:: Exercise brief ::
In full and without change, retype the records.

:: Referring expression grounding data ::
+ + + + +
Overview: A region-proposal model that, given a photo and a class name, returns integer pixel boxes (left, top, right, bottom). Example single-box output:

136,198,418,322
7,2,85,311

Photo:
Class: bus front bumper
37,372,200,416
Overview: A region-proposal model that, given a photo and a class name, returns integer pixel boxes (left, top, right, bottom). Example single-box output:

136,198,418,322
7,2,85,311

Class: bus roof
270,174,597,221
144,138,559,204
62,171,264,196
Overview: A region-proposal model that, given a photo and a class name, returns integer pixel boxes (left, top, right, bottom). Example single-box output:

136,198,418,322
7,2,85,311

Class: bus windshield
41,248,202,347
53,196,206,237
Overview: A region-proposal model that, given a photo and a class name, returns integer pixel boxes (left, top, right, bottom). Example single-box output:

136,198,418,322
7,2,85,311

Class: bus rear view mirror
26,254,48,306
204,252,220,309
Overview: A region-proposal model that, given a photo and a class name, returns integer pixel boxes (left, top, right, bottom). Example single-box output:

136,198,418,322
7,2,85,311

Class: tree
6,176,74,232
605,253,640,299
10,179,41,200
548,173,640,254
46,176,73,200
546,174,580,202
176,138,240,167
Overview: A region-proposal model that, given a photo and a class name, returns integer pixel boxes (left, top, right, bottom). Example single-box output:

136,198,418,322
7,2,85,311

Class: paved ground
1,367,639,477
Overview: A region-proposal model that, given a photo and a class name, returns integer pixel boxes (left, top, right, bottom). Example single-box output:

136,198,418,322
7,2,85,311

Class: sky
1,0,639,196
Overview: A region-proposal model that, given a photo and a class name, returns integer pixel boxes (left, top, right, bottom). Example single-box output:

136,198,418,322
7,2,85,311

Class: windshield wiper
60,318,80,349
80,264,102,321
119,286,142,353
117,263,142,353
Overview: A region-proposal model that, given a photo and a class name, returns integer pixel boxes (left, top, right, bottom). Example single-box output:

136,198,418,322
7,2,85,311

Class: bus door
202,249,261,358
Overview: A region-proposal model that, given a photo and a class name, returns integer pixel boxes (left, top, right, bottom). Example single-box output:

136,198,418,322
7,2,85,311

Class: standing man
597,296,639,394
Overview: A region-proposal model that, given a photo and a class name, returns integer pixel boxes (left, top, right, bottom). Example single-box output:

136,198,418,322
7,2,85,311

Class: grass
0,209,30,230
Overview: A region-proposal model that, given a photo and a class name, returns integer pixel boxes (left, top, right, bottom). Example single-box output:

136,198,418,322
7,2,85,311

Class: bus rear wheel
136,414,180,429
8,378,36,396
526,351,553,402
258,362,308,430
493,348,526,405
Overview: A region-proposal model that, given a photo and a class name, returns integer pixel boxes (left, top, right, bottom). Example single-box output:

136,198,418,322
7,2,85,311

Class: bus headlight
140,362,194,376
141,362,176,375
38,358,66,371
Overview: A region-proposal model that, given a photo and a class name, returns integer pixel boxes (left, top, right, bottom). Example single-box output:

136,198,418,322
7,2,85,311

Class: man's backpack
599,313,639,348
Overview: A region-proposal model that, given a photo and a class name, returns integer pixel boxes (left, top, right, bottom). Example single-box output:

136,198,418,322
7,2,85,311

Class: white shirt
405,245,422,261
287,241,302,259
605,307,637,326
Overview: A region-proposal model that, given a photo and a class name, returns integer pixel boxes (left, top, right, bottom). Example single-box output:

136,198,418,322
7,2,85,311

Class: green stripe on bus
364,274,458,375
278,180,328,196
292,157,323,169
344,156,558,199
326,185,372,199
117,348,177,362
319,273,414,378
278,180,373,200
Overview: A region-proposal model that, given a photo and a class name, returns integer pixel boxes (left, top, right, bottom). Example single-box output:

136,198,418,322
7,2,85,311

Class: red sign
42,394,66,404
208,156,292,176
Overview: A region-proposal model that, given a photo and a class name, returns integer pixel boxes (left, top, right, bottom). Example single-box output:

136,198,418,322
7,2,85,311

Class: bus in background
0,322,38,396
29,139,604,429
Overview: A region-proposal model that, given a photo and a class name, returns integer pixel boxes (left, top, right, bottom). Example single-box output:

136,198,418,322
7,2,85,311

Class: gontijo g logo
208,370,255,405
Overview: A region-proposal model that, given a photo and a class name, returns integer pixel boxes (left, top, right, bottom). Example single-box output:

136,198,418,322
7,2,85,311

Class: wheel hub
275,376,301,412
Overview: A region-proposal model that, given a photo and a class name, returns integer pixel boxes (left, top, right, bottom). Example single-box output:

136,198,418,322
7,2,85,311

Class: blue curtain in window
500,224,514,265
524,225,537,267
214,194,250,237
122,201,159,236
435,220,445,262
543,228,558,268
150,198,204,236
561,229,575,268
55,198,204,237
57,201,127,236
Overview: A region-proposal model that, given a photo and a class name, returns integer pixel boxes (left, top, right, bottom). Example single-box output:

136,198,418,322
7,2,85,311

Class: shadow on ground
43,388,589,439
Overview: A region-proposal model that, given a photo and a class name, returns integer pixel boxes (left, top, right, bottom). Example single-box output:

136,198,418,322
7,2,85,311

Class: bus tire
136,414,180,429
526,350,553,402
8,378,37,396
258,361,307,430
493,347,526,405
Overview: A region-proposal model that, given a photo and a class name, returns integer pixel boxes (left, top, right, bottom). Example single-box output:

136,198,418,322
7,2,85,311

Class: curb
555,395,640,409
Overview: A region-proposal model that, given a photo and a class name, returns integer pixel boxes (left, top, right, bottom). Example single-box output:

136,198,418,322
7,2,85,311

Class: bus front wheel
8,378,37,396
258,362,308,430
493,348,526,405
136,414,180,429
+ + + + +
:: Response to this task ::
Overview: A region-proposal model that, given a photo and a class name, returns integer pixel boxes (left, top, right, bottom). Example single-box output:

136,198,418,322
7,2,85,311

Photo:
Class: bus front bumper
37,372,200,416
Overview: A region-proposal model that, given a photo and a class name, returns integer pixel boxes (left, top, right, bottom). Example single-box output:

136,198,418,322
7,2,85,311

Class: bus roof
270,174,597,221
144,138,559,204
62,171,264,196
Overview: A region-proposal model that, given a photo and a class name, returns integer pixel boxes (left, top, right, bottom). Example single-box output:

136,198,418,322
7,2,85,311

Class: bus windshield
41,248,202,347
53,196,206,237
Overview: A region-proposal model that, given a photo and a class name, returns integer pixel boxes (left, top, right, bottom). Example single-box output:

136,198,418,322
7,2,85,311

Class: bus rear view mirror
26,254,48,306
204,252,220,309
Overview: A region-proposal model that, given a photo and a class name, returns integer pixel boxes (left, top, right, bottom). Example single-box output:

136,198,418,322
7,2,85,311

Class: tree
6,176,74,232
605,253,640,299
10,179,41,200
548,173,640,254
46,176,73,200
546,174,580,202
176,138,240,167
Overview: A region-proposal model that, given a photo and a class name, returns integer pixel boxes (left, top, right, bottom). Example single-box output:

136,198,418,322
7,2,85,311

Class: paved ground
1,367,639,477
Overview: A region-proposal model that, given a photo and a class name, returns integer pixel boxes (left, top, right, bottom). Example single-box output:

136,198,418,322
7,2,85,311

Class: sky
1,0,639,196
Overview: A region-proposal model that, given a photo and a class name, returns integer pixel boxes (left, top, right, bottom). Example single-box output:

136,198,418,322
7,2,85,311

Class: windshield wiper
60,318,80,349
80,264,102,321
119,286,142,353
117,263,142,353
Overview: A region-proposal model that, given a photo and a class name, returns integer pixel boxes (left, top, right, bottom). Example single-box output:

136,198,418,322
7,2,85,311

Class: bus door
202,249,261,358
Overview: A region-proposal model that, given a photo and a class name, returns integer pixel boxes (left, top, right, bottom). Example single-box output:

136,198,418,322
7,2,85,311

Class: standing man
597,296,639,394
Overview: A region-proposal model that, given a photo and a class name, returns integer pixel boxes (left, top, right, bottom). Example single-box output:

136,198,418,322
7,2,85,311

Class: grass
0,209,30,230
Overview: A region-proposal model that, given a photo and a class name, returns integer pixel boxes (left, top, right, bottom). Example single-box output:

136,198,418,322
7,2,85,311

Class: bus rear wheel
136,414,180,429
8,378,36,396
526,351,553,402
258,362,308,430
493,348,526,405
Overview: A region-proposal model that, given a photo and a class name, returns integer pixel boxes (left, top, right, bottom). Example single-box output:

136,198,418,322
7,2,85,311

Class: bus headlight
140,362,194,376
141,362,176,375
38,358,66,371
Overview: A region-proposal model that, given a photo and a class name, returns integer pixel boxes (left, top, right, bottom). Example single-box output:

136,198,418,322
7,2,85,311

Class: man's backpack
599,313,639,348
Overview: A region-proposal model that, given a photo and a class name, returns integer pixel boxes (left, top, right, bottom). Example single-box output:

136,198,418,322
7,2,85,311

Class: white shirt
405,245,422,261
287,241,302,259
605,307,637,326
Overview: A region-proposal model that, given a photo and a class name, returns integer pixel boxes (left, top, right, bottom). Example single-box output:

136,198,418,322
7,2,85,311

Class: green stripe on bus
364,274,458,375
278,180,328,196
292,157,323,169
344,156,558,199
326,185,372,199
117,348,177,362
319,273,414,378
278,180,373,200
Overview: A region-proposal model that, given a photo and a class name, returns integer pixel boxes (left, top, right, bottom). Example single-box output:

136,198,418,322
7,2,85,311

Class: red sign
42,394,66,404
208,156,292,176
Overview: A region-proposal model that, given a photo and a class name, returns integer pixel boxes (left, top, right, bottom). Example single-box output:

136,198,418,322
7,2,85,311

Class: bus in background
0,322,38,396
29,139,604,429
Overview: A region-proposal model that, given a photo and a class name, returns integer pixel boxes (left, top, right, bottom). Example single-box output:

136,198,418,322
7,2,85,311

Class: gontijo g logo
208,370,255,405
Overview: A region-proposal model that, given a photo and a class name, returns integer pixel boxes (left, top, right, bottom). Example single-box output:

136,198,418,322
7,2,85,311

Class: wheel hub
275,376,301,412
Overview: A region-proposal model that, given a photo and a class name, returns integer pixel boxes (left, top, right, bottom). Example single-box output:

136,198,418,322
7,2,85,311

Class: blue curtain in window
500,224,514,265
524,225,537,267
214,194,250,237
122,201,159,236
435,220,445,262
543,228,558,268
150,198,204,236
561,229,575,268
55,198,204,237
57,201,127,236
Overview: A region-proposal model that, given a photo and a class name, returns integer pixel boxes (left, top, right, bottom). Example single-box output:

136,198,418,322
7,2,85,311

Class: shadow on ground
43,388,589,439
Overview: A region-proposal model that, given a photo and a class name, returns integer pixel boxes (left, top, right, bottom). Example single-box output:

136,198,418,322
7,2,85,311

Class: bus tire
136,414,180,429
526,350,553,402
8,378,37,396
258,361,307,430
493,347,526,405
Overview: A region-proposal model that, given a photo and a class name, returns integer pixel boxes (left, top, right, bottom). Example single-box output:

136,198,418,322
7,2,85,311

Class: curb
555,395,640,409
Overview: A region-proposal model that, given a photo and a class name, returns integer pixel boxes (left, top, right, bottom). Example single-box output:

136,198,418,322
7,2,85,311

Class: bus front wheel
8,378,37,396
258,362,308,430
493,348,526,405
136,414,180,429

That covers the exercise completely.